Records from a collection
----
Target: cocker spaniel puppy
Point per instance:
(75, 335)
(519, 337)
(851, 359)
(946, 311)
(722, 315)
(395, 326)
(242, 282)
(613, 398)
----
Exercise objective
Take the records above and write each one out again exactly.

Exercise answer
Target: cocker spaniel puppy
Point per instance:
(75, 335)
(519, 337)
(851, 359)
(946, 311)
(722, 315)
(395, 326)
(242, 282)
(613, 398)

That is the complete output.